━━ Page excerpt ━━

This is a statue of Henry the Navigator built a little ways from the monastery. After this we headed to find some lunch. After lunch we were told by more than one person that we "had" to try the pastel de Belem. This is the birthplace of the custard tart called pastel de nata throughout Portugal. Since 1837, residents have come to the Casa Pasteis de Belem to get them warm out of the oven. This place's popularity stems mainly from the fact that their recipe is a closely guarded secret - supposedly only three people know the exact proportions of ingredients. You can get them in Lisbon, but the locals tell you these are the best, so of course we had to try them. You put cinnamon and powdered sugar on the top and they were so, so good!!!!
Next we headed into the National Coach Museum. David thought it was about a bunch of purses, but it wasn't. :-) In 1905, the last Queen of Portugal saw that cars would soon obliterate horse-drawn carriages as a form of transportation. She decided to use the palace's riding-school building to preserve her fine collection of royal coaches, which became today's National Coach Museum.
This is the oldest coach in the Museum from the 1600s and was one used by Philip II, King of Spain and Portugal. Notice this coach has no driver's seat - its drivers actually ride the horses. Also if you were able to lift up the cushion, you'll find a potty hole - also handy for road sickness.
This one was used in 1790 by Queen Maria I, a little more ornate than the first one.
These are the tunics of the Coats of arms, Portuguese. They had the privilege of opening the royal processions. The silver maces were used by the Gatekeepers of the Royal House. And those are drums in front of the tunics they used in ceremonies.

━━━

Set of tasks:
a – In the Belem travel post, how many people supposedly know the exact recipe for the pastel de Belem?
b – Continue the Belem travel post from its last sentence.

━━ Material shown ━━

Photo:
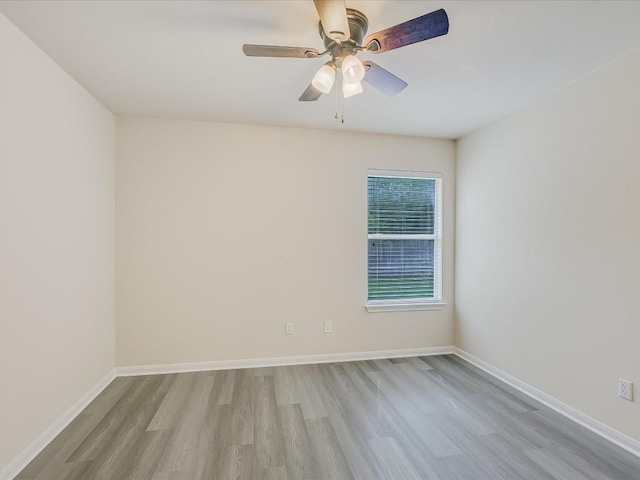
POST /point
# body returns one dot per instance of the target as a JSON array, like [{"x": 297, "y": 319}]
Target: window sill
[{"x": 386, "y": 306}]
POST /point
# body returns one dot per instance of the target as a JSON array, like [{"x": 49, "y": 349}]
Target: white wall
[
  {"x": 227, "y": 232},
  {"x": 547, "y": 244},
  {"x": 57, "y": 178}
]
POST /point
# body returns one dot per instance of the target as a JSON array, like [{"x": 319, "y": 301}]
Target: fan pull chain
[
  {"x": 339, "y": 108},
  {"x": 337, "y": 86}
]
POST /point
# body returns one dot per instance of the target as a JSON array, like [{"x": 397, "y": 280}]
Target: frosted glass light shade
[
  {"x": 351, "y": 89},
  {"x": 324, "y": 78},
  {"x": 352, "y": 69}
]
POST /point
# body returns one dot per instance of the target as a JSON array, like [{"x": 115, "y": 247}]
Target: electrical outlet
[{"x": 625, "y": 389}]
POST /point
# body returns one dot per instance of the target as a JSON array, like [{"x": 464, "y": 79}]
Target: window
[{"x": 405, "y": 240}]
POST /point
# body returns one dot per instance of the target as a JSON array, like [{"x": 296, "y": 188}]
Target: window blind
[{"x": 404, "y": 237}]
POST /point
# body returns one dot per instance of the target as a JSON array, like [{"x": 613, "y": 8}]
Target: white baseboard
[
  {"x": 22, "y": 460},
  {"x": 278, "y": 361},
  {"x": 592, "y": 424}
]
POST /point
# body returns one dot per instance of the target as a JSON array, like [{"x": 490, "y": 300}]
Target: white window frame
[{"x": 409, "y": 304}]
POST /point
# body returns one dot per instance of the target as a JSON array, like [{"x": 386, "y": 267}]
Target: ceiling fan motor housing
[{"x": 358, "y": 24}]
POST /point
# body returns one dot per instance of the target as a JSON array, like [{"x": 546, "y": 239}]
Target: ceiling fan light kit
[
  {"x": 324, "y": 78},
  {"x": 343, "y": 32}
]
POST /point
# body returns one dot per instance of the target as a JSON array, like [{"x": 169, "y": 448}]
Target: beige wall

━━━

In response:
a – Three people.

b –
This is a ceremonial vehicle Portuguese, built for King Jose I, exalting the strength of the royal power, portrayed by an eagle.
The drivers' uniform worn during King Jose I reign.
This is an Italian Triumphal vehicle, one of the coaches of the Embassy sent to Clement XI in 1716 by King Joao V. The decoration represents the Atlantic Ocean meeting the Indian Ocean (the two holding hands), reminding all who view it of Portugal's mastery of the sea.
This is a two-place transport, without wheels, pulled by two mules. The mules were harnessed on their flanks to the fixed poles.
This is a single person one that is carried by people. They started using these when the roads became too narrow for the horse carriages.
Michael up on the 2nd floor looking down on all the carriages. When we finished there we hopped the bus back to Lisbon and decided to head to the 2nd largest aquarium in Europe located in Lisbon, it is also said to be the second best aquarium in the world. We thought the boys might enjoy it and it was inside out of the cold for awhile.
The boys out front of the Oceanarium. This is the first aquarium ever to incorporate world ocean's habitats within a single environment.
The entry way into the aquarium - I love these turtles. They also had sayings all along the way with interesting facts about the oceans.
The boys' first look at the biggest tank - they were extremely impressed with all the different fish in there.
A huge school of fish. They try really hard to keep everybody fed so, for example, the sharks don't start feeding on the other fish in there. They have specific spots for each type of fish where they are fed and they know if the higher on the food chain predators start eating the other fish that they need a little more food.
This is a fish I have never seen. We deemed it the "ugly fish." We had no idea what it was. Luckily a little farther into the aquarium we were told it is an Ocean sunfish which is the largest bony fish in the world, reaching more than three meters in length and weighing over two tons!!! This fish often lies on its side on the water surface to sunbath. This behavior helps it to adjust the body temperature and it also allows birds to pick parasites off its skin.
Fish just chillin' on the side. Looks like they are having a good conversation.
They had some great interactive, hands on exhibits that were in many languages. They were all touch screens and gave the boys and us so much information.
You have to love penguins!! They are so cute and cuddly!!!
Hey, it is Nemo's teacher!!!
The boys in the middle of the "tropical rain forest."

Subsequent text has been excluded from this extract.